WHAT YOU HAVE TO DO: Format the data below as a numbered list with blank lines omitted, starting from the first line and stopping after the line that contains "M 104 114 L".

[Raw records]

:::

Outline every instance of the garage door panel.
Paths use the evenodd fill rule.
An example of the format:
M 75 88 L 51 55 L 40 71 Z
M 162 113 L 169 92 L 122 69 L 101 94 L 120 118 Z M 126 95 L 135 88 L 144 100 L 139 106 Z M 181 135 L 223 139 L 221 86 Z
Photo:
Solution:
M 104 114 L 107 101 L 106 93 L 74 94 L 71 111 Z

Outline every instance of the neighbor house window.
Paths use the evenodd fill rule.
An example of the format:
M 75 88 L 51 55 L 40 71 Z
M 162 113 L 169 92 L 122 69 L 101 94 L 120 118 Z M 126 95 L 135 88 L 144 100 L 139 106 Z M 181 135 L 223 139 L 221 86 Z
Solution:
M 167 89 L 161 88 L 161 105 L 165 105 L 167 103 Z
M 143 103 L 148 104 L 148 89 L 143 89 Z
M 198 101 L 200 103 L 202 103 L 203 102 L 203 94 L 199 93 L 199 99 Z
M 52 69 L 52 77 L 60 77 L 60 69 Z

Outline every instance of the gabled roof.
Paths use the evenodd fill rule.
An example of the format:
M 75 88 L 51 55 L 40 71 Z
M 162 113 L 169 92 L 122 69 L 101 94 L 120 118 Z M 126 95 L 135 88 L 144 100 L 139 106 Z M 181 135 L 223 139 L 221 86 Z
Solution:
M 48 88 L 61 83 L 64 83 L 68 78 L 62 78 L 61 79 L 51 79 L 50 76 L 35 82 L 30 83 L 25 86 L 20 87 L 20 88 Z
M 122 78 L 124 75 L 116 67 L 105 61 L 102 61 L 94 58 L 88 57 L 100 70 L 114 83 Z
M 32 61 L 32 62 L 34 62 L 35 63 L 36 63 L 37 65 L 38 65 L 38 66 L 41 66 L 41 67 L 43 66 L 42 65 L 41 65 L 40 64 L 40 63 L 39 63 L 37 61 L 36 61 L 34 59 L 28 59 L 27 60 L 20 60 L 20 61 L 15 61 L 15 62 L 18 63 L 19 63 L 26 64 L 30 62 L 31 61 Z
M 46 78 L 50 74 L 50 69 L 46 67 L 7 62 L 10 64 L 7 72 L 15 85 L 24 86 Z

:::

WRITTEN RESPONSE:
1. Outline every instance of the garage door panel.
2. Paths use the evenodd fill rule.
3. An example of the format:
4. M 75 88 L 51 55 L 40 71 Z
5. M 162 113 L 169 92 L 122 69 L 101 94 L 120 118 Z M 126 95 L 135 88 L 144 100 L 139 106 Z M 181 135 L 223 139 L 221 86 Z
6. Photo:
7. Solution:
8. M 104 114 L 107 101 L 106 93 L 74 94 L 71 111 Z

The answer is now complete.